(Aim A):
Quote the film recommendation essay in full, word for word.
(Aim B):
Print the rows from the line containing "castle in the photo above." through the final row, both ends included, reproducing them verbatim and nothing else.

(Source text):
Movie Recommendations For The Aspiring Eclectic Intellectual

A trip through the lands of Tarkovsky, Bergman, and so many others |

Revised from an email I wrote to a friend some years ago.

I should warn you this will get overlong. In my 10 or so years of watching Good movies I have come across many that have imprinted themselves onto my memory - hovering images and sounds that in a curious way make me happy to be alive. What I will now do is try to put all those most striking experiences into a flowing set of paragraphs and hope it all coheres. Perhaps these shall have the same effect for you, perhaps not - nonetheless let’s go!

Any conversation with me about quality art movies has got to start with Andrei Tarkovsky, the poetically melancholic depths of any Russian’s soul incarnate. Very slow. Very poetic. Beautiful, disturbing, strange, spiritual. An acquired taste, and to some a complete nonsensical bore. Solaris, a trippy 3-hour sci fi meditation on love and human consciousness, is a good starting point as the most accessible of his films. But I prefer his latter yet more poetically inclined works, such as The Sacrifice - a tale of a man averting a nuclear war through a spiritual journey. Better yet is Stalker, a 3-hour meditation on faith and the struggles inside our souls, and one of my favorite films. These movies have characters and stories, but describing them is almost beside the point - Tarkovsky’s work is visual poetry, and can only really be understood as such.

Stalker

Next, Andrei Zvyagintsev, the recent successor to Tarkovsky’s crown - a sort of enlightened monarch who retains many of the customs but changes the underlying frame of mind. I will without reserve recommend three of his films: The Return, Elena, and Leviathan. The first is his first movie, and is as difficult as it is rewarding to watch, the sort of movie that sinks into you, the sort of movie that you have not seen before, the sort of movie that when you realize its subtle story you experience a moment of wonder and appreciation for its elegance. Or, the sort of movie you call pretentious and stop watching midway through, much as with Tarkovsky. Elena is both more and less complicated, a stylish slow neo-noir that many critics amazingly did not comprehend to be a devastating critique of modern Russian society as well as its history. Luckily critics had no such difficulty with Leviathan, a transparent and devastatingly beautiful critique of the corruption of modem Russian government and spirituality.

(Records for the exercise):
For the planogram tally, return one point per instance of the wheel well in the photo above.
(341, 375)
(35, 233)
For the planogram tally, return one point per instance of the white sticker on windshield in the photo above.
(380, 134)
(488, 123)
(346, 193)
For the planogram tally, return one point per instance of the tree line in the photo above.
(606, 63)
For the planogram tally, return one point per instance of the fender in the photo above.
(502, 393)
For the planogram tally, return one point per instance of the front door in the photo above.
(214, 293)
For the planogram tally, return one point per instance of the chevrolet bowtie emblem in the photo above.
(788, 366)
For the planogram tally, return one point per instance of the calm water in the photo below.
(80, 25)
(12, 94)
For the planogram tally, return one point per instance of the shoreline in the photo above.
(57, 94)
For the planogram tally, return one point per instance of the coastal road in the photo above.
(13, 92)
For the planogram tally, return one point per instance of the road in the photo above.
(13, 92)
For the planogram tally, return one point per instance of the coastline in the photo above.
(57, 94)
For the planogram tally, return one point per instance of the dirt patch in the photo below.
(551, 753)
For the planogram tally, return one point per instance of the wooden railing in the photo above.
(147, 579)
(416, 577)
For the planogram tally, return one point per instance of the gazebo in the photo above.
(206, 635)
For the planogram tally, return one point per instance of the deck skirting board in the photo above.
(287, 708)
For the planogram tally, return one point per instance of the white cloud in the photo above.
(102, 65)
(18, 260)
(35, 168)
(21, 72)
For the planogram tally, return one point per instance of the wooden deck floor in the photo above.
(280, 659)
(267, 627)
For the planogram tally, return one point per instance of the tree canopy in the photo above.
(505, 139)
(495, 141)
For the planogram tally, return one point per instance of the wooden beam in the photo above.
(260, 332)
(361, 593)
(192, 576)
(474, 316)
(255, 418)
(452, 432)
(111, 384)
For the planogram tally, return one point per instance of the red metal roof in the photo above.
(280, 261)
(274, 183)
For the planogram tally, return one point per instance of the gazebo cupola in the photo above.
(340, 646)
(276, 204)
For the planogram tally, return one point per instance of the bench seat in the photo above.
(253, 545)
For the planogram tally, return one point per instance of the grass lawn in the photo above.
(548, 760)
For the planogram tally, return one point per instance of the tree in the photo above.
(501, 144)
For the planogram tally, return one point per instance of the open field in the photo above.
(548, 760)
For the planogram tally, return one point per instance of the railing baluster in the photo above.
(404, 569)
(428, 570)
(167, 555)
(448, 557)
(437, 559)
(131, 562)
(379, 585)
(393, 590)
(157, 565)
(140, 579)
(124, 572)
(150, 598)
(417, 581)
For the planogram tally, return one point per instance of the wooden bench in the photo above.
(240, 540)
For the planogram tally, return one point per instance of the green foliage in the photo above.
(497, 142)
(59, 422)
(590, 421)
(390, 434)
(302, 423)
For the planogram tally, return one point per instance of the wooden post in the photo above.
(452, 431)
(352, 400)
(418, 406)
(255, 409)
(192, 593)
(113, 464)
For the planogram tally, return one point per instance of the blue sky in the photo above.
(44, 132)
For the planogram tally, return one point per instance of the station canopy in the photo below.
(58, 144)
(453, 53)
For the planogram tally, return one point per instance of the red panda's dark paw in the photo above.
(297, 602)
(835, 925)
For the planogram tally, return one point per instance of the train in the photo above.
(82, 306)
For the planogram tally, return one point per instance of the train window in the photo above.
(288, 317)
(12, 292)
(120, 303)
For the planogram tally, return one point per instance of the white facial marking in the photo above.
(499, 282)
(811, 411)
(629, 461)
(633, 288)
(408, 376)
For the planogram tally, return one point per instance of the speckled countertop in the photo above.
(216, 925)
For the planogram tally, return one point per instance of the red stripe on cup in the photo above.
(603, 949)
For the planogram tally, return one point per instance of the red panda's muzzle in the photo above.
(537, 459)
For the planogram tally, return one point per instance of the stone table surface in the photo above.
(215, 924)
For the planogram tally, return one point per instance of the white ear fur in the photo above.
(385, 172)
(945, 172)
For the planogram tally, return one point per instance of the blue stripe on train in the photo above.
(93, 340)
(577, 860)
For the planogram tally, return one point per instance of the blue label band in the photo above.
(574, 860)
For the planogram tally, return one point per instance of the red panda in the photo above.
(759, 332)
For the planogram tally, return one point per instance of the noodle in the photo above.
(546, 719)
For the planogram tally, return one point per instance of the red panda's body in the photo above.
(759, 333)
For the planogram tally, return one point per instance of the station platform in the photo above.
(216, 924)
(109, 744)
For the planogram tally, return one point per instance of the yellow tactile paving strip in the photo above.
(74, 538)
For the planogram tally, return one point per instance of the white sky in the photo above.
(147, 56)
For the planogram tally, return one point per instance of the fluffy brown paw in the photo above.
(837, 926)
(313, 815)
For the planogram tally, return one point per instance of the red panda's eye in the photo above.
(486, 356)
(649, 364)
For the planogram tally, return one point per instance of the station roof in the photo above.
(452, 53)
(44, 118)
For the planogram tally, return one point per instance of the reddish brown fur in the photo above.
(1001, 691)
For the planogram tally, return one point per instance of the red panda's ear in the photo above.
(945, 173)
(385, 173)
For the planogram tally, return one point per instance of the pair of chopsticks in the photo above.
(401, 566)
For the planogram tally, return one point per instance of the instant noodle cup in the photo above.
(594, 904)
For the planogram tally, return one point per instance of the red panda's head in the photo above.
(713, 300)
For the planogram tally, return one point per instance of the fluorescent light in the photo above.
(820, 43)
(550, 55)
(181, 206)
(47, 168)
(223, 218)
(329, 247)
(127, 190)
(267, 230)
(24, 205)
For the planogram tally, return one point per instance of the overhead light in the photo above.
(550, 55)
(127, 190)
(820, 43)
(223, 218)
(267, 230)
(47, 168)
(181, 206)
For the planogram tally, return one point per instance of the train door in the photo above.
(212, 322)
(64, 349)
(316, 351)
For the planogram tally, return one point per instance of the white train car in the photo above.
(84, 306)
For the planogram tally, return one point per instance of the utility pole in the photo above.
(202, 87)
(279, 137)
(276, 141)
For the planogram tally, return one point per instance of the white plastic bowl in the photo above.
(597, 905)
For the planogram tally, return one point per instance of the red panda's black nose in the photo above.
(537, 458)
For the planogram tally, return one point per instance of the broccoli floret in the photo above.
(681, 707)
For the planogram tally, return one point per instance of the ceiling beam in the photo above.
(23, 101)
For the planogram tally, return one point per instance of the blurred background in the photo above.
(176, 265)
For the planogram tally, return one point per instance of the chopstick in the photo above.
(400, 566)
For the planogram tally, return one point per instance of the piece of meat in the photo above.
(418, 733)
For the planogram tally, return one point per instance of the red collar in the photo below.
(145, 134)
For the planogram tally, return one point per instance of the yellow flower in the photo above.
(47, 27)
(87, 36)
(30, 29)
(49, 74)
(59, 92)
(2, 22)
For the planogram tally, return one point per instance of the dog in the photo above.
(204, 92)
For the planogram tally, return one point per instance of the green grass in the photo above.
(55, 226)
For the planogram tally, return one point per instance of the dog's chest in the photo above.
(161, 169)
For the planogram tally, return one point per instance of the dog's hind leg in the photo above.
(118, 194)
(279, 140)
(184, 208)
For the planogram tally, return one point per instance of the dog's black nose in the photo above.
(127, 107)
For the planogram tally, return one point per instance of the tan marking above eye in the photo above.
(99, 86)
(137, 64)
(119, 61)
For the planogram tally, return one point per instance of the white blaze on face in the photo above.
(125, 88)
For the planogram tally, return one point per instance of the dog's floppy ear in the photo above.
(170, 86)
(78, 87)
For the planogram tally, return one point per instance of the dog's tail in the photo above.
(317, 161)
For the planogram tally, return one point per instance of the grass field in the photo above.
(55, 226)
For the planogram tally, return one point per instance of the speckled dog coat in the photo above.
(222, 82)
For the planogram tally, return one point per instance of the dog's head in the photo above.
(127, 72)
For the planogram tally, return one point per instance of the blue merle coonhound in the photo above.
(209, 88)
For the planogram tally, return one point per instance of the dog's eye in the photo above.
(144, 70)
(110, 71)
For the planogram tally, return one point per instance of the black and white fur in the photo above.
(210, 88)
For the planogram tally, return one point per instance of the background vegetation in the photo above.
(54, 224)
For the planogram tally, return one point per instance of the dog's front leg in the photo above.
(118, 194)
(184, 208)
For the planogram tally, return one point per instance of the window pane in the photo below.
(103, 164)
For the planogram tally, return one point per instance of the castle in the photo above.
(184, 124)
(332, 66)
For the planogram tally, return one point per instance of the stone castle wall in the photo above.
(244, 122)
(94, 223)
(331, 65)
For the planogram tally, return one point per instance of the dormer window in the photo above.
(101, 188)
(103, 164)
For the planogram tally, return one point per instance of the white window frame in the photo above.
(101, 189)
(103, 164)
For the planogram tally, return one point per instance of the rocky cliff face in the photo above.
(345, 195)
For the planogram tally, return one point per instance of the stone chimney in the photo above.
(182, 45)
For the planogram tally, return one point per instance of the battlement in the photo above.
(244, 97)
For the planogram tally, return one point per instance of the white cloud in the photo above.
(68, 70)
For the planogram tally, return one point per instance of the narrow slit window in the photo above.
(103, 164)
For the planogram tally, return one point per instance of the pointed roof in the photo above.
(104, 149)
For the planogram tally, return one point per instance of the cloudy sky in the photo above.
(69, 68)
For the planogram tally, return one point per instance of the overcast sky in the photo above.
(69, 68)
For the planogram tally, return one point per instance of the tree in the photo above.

(Correct answer A):
Movie Recommendations For The Aspiring Eclectic Intellectual

A trip through the lands of Tarkovsky, Bergman, and so many others |

Revised from an email I wrote to a friend some years ago.

I should warn you this will get overlong. In my 10 or so years of watching Good movies I have come across many that have imprinted themselves onto my memory - hovering images and sounds that in a curious way make me happy to be alive. What I will now do is try to put all those most striking experiences into a flowing set of paragraphs and hope it all coheres. Perhaps these shall have the same effect for you, perhaps not - nonetheless let’s go!

Any conversation with me about quality art movies has got to start with Andrei Tarkovsky, the poetically melancholic depths of any Russian’s soul incarnate. Very slow. Very poetic. Beautiful, disturbing, strange, spiritual. An acquired taste, and to some a complete nonsensical bore. Solaris, a trippy 3-hour sci fi meditation on love and human consciousness, is a good starting point as the most accessible of his films. But I prefer his latter yet more poetically inclined works, such as The Sacrifice - a tale of a man averting a nuclear war through a spiritual journey. Better yet is Stalker, a 3-hour meditation on faith and the struggles inside our souls, and one of my favorite films. These movies have characters and stories, but describing them is almost beside the point - Tarkovsky’s work is visual poetry, and can only really be understood as such.

Stalker

Next, Andrei Zvyagintsev, the recent successor to Tarkovsky’s crown - a sort of enlightened monarch who retains many of the customs but changes the underlying frame of mind. I will without reserve recommend three of his films: The Return, Elena, and Leviathan. The first is his first movie, and is as difficult as it is rewarding to watch, the sort of movie that sinks into you, the sort of movie that you have not seen before, the sort of movie that when you realize its subtle story you experience a moment of wonder and appreciation for its elegance. Or, the sort of movie you call pretentious and stop watching midway through, much as with Tarkovsky. Elena is both more and less complicated, a stylish slow neo-noir that many critics amazingly did not comprehend to be a devastating critique of modern Russian society as well as its history. Luckily critics had no such difficulty with Leviathan, a transparent and devastatingly beautiful critique of the corruption of modem Russian government and spirituality.

(Correct answer B):
For the planogram tally, return one point per instance of the castle in the photo above.
(184, 124)
(332, 66)
For the planogram tally, return one point per instance of the stone castle wall in the photo above.
(244, 122)
(94, 223)
(331, 65)
For the planogram tally, return one point per instance of the dormer window in the photo above.
(101, 188)
(103, 164)
For the planogram tally, return one point per instance of the white window frame in the photo above.
(101, 189)
(103, 164)
For the planogram tally, return one point per instance of the rocky cliff face in the photo above.
(345, 195)
For the planogram tally, return one point per instance of the stone chimney in the photo above.
(182, 45)
For the planogram tally, return one point per instance of the battlement in the photo above.
(244, 97)
For the planogram tally, return one point per instance of the white cloud in the photo above.
(68, 70)
For the planogram tally, return one point per instance of the narrow slit window in the photo above.
(103, 164)
For the planogram tally, return one point per instance of the pointed roof in the photo above.
(104, 149)
For the planogram tally, return one point per instance of the cloudy sky in the photo above.
(69, 68)
For the planogram tally, return one point per instance of the overcast sky in the photo above.
(69, 68)
For the planogram tally, return one point per instance of the tree in the photo above.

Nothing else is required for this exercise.